I would like every line of the records below that contains the word "pump" copied.
━━━ Source data ━━━
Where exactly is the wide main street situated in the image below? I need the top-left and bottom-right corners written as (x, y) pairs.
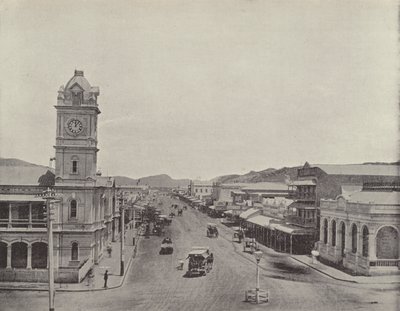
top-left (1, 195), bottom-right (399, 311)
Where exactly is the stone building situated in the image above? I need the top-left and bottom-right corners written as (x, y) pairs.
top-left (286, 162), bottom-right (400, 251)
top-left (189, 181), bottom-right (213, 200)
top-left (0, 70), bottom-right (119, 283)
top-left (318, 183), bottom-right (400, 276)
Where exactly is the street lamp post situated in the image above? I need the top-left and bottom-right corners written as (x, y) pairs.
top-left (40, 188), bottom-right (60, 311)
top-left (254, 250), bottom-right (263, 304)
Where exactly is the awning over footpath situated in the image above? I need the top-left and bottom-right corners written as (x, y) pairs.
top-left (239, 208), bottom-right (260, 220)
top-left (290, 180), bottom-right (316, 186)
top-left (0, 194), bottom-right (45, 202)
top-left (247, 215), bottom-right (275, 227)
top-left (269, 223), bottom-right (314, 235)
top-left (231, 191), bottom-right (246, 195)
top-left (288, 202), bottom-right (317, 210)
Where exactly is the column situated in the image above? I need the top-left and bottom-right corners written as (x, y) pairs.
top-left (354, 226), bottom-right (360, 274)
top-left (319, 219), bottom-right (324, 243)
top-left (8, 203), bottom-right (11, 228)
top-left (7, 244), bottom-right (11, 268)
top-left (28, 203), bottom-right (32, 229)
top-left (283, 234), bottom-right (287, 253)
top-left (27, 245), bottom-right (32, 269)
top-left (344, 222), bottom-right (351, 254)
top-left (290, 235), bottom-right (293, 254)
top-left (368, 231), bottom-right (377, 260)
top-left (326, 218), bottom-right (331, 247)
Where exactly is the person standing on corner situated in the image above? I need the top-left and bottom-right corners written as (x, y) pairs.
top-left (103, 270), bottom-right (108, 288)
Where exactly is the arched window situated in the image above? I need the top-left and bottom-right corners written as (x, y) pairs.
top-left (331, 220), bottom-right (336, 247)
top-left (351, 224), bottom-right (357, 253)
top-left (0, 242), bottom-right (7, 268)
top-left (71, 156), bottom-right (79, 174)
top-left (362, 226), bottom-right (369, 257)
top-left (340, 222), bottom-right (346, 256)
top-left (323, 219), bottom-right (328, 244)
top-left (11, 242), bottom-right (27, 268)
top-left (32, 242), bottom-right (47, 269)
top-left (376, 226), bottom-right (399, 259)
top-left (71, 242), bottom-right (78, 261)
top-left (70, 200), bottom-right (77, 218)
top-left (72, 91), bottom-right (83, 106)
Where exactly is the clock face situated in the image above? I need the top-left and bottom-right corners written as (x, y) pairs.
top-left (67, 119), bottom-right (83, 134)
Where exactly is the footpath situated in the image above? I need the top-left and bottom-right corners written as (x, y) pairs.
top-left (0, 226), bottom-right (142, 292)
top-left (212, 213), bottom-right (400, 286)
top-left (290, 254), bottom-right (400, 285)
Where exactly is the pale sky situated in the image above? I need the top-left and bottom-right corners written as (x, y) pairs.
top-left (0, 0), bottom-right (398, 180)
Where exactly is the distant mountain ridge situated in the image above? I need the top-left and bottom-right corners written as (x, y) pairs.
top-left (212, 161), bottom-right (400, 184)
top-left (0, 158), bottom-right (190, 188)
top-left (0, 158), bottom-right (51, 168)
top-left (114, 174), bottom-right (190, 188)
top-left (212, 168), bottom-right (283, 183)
━━━
━━━ Source data ━━━
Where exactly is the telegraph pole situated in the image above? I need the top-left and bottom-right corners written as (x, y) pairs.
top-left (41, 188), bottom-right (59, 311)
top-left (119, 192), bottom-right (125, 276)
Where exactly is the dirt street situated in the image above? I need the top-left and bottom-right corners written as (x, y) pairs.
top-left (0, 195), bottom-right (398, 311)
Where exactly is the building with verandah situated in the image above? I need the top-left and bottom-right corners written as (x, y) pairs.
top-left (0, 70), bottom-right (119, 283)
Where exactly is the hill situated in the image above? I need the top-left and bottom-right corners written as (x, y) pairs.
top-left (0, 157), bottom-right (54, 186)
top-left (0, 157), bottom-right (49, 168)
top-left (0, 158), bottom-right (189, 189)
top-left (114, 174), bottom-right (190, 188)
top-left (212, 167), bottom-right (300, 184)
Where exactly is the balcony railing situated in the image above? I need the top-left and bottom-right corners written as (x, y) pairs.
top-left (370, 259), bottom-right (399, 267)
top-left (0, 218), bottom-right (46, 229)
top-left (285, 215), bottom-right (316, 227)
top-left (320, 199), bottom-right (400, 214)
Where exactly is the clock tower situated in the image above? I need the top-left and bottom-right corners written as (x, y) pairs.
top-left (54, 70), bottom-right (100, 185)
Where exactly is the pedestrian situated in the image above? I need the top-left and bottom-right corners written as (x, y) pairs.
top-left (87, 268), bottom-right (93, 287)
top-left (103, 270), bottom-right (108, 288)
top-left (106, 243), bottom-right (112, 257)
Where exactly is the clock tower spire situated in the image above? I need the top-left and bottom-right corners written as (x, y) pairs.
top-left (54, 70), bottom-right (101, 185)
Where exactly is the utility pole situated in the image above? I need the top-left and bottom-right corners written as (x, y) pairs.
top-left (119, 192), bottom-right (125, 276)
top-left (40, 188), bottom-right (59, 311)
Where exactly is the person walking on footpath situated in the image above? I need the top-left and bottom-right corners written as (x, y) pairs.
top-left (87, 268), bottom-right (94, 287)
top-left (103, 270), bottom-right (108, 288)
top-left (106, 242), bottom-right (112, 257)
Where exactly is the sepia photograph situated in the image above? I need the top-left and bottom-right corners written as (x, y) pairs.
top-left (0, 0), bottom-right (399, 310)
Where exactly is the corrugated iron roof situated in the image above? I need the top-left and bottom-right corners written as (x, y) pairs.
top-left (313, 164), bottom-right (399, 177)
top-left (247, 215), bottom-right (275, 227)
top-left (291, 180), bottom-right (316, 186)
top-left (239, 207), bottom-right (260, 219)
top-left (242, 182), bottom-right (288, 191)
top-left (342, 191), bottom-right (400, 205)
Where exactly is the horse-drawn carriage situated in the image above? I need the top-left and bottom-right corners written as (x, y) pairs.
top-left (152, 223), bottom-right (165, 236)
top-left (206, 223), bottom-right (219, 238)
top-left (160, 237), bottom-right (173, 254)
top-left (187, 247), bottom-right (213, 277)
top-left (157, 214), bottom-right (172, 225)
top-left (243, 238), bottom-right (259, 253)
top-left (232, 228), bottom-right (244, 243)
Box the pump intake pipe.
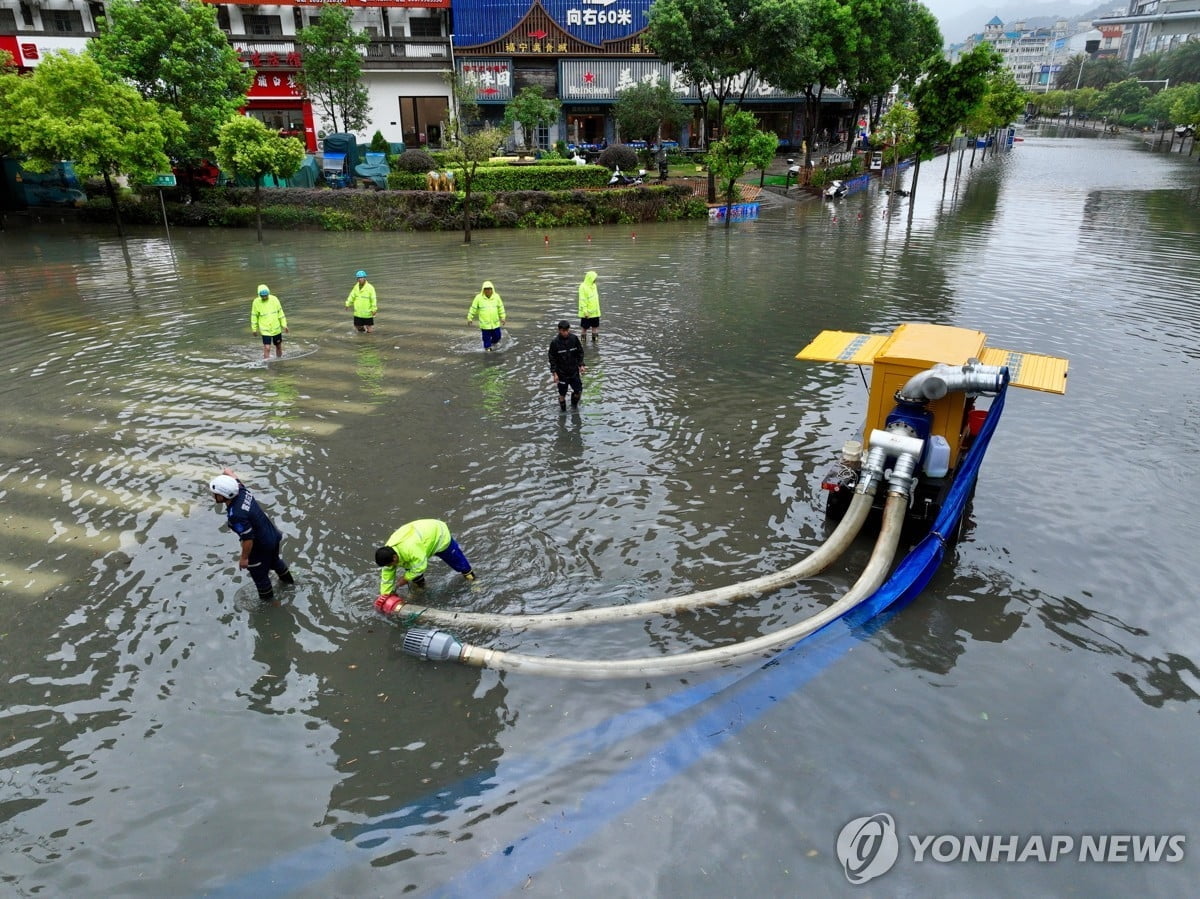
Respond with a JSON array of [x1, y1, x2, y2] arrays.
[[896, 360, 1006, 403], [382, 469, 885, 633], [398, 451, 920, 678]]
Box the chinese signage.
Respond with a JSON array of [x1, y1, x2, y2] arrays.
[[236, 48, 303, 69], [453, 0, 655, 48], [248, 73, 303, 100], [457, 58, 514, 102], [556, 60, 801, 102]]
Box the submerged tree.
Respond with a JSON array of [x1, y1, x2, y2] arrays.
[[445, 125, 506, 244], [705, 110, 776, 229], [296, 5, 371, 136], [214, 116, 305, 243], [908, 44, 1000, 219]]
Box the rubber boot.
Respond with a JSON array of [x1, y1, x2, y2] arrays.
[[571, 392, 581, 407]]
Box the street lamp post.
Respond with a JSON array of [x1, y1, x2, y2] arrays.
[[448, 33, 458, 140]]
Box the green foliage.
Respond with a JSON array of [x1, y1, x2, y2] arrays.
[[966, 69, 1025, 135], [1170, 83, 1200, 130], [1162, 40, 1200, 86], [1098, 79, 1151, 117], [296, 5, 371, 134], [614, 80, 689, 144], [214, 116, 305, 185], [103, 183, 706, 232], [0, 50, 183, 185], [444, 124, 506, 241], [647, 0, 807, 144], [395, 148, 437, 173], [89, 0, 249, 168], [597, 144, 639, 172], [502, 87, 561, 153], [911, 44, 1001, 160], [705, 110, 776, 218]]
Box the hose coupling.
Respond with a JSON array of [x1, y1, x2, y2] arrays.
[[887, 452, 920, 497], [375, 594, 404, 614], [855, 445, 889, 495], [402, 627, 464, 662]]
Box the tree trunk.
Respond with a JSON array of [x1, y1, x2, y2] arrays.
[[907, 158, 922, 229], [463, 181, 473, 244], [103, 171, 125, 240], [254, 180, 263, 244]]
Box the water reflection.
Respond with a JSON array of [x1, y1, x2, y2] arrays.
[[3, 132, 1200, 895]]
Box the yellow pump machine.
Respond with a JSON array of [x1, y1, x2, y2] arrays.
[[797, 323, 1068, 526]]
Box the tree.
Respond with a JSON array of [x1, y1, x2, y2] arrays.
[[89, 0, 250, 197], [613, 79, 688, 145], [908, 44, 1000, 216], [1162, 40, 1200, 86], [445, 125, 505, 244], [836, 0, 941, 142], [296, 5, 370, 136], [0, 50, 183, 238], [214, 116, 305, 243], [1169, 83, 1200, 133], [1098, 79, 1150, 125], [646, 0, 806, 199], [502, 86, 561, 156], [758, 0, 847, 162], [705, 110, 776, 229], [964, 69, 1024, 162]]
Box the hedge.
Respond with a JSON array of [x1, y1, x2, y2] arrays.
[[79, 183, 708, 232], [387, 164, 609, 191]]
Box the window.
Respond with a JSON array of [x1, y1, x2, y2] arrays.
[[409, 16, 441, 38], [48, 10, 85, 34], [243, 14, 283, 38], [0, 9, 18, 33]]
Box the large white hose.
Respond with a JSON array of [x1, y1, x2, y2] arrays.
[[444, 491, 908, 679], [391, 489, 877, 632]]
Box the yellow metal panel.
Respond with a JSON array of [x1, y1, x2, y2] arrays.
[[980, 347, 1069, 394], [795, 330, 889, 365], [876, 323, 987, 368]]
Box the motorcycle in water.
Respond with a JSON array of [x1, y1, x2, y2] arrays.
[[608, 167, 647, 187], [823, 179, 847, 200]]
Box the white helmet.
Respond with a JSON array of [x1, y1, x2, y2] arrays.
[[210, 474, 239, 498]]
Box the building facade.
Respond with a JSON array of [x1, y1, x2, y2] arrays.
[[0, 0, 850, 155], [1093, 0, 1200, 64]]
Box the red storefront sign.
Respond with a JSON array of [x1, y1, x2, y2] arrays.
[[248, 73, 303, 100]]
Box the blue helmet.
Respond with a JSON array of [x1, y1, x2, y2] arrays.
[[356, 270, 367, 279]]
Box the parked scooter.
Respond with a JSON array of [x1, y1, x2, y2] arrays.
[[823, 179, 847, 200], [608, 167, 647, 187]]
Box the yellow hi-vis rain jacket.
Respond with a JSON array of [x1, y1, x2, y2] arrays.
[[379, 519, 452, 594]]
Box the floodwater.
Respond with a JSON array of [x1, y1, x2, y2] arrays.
━━━
- _Task response_:
Box the pump intake pipe.
Box the yellow pump machine.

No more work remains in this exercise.